Please reproduce the entries starting at the top and ending at the line that contains "536 201 L 495", changing "blue jeans" to "black jeans" and leaving everything else as is.

Entries drawn from a collection:
>>>
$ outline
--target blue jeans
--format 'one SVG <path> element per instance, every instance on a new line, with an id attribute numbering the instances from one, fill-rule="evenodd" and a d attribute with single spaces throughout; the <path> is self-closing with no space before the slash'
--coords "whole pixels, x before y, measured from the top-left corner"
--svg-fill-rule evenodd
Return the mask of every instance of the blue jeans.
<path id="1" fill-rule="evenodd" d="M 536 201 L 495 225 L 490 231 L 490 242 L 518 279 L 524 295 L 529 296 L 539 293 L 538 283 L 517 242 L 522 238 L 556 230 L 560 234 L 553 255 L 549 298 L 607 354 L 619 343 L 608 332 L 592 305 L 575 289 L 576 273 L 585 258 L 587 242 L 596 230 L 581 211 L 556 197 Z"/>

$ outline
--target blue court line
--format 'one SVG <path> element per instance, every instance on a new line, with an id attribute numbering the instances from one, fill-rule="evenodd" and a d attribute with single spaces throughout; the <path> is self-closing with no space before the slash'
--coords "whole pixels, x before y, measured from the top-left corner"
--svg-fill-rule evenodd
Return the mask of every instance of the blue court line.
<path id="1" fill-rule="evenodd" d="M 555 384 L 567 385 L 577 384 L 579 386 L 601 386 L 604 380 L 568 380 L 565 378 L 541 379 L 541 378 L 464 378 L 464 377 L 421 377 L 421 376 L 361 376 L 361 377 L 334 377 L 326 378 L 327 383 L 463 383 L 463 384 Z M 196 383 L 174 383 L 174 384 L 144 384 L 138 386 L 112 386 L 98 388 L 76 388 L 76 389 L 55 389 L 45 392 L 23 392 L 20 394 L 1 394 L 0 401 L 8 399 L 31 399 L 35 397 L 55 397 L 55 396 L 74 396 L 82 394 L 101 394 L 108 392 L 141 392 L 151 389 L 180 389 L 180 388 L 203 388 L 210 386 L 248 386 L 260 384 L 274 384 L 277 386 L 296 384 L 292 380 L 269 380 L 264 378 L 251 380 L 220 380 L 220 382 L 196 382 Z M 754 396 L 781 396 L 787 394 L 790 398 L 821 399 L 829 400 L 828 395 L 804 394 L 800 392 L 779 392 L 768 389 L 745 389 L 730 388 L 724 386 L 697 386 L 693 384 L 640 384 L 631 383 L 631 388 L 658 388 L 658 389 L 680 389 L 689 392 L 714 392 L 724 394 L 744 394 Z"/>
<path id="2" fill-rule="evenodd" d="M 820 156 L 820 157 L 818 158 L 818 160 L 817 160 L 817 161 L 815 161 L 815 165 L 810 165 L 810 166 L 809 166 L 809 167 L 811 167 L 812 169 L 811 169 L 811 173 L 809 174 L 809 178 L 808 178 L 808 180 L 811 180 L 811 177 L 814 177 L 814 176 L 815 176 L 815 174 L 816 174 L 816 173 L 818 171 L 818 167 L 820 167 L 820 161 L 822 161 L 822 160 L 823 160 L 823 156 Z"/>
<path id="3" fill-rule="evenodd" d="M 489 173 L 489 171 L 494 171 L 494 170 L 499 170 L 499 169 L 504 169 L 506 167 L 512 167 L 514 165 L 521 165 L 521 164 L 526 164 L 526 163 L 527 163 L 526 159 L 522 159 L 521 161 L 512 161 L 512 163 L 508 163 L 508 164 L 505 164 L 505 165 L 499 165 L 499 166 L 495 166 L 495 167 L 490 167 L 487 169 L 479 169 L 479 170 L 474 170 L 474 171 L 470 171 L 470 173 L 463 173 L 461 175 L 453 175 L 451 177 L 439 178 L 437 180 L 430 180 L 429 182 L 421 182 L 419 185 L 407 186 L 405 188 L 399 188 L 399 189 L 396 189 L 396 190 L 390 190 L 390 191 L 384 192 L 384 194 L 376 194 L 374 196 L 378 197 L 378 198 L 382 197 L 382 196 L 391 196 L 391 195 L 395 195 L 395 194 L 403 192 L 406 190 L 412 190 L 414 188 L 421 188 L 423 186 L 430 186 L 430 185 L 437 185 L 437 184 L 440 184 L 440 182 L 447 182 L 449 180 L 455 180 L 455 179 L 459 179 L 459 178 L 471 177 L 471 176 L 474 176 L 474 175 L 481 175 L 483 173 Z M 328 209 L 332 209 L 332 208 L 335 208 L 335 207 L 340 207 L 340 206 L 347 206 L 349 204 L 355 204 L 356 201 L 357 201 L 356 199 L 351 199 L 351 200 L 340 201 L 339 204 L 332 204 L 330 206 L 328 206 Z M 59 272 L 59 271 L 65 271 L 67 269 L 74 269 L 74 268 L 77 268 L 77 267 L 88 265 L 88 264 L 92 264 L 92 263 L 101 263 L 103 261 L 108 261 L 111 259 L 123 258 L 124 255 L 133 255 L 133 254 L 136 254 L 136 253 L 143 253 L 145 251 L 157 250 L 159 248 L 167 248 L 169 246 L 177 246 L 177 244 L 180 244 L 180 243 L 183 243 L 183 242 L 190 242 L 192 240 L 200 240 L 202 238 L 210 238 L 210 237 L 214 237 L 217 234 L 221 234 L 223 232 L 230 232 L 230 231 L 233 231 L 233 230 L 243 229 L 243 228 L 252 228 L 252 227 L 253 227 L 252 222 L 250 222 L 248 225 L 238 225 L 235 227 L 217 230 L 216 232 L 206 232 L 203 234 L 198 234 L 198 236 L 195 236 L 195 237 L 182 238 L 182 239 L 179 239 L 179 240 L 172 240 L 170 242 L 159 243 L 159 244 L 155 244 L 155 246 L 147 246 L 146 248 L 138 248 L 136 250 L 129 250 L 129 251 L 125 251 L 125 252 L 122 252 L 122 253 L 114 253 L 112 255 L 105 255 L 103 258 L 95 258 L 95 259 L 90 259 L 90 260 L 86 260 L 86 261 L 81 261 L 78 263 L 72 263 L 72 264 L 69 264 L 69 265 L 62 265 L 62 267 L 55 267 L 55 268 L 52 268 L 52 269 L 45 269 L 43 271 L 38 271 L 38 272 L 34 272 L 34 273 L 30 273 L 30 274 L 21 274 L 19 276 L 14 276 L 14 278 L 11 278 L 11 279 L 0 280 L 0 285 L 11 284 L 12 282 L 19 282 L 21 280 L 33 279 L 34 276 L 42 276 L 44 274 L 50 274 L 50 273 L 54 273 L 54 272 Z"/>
<<<
→ **In response**
$ outline
--target black jeans
--format 'one SVG <path> element per instance, every instance on a new line, with an id attribute numbering the instances from one, fill-rule="evenodd" and a d attribute with single spaces throughout; the <path> is self-closing with no space before the slash'
--coords "whole pixels, x before y, measured from the top-left corner"
--svg-fill-rule evenodd
Return the mask of every instance of the black jeans.
<path id="1" fill-rule="evenodd" d="M 536 201 L 495 225 L 490 231 L 490 242 L 518 279 L 524 295 L 529 296 L 539 293 L 538 283 L 517 242 L 522 238 L 556 230 L 560 234 L 553 255 L 549 298 L 607 354 L 619 343 L 608 332 L 592 305 L 575 289 L 576 273 L 585 258 L 587 242 L 596 230 L 581 211 L 556 197 Z"/>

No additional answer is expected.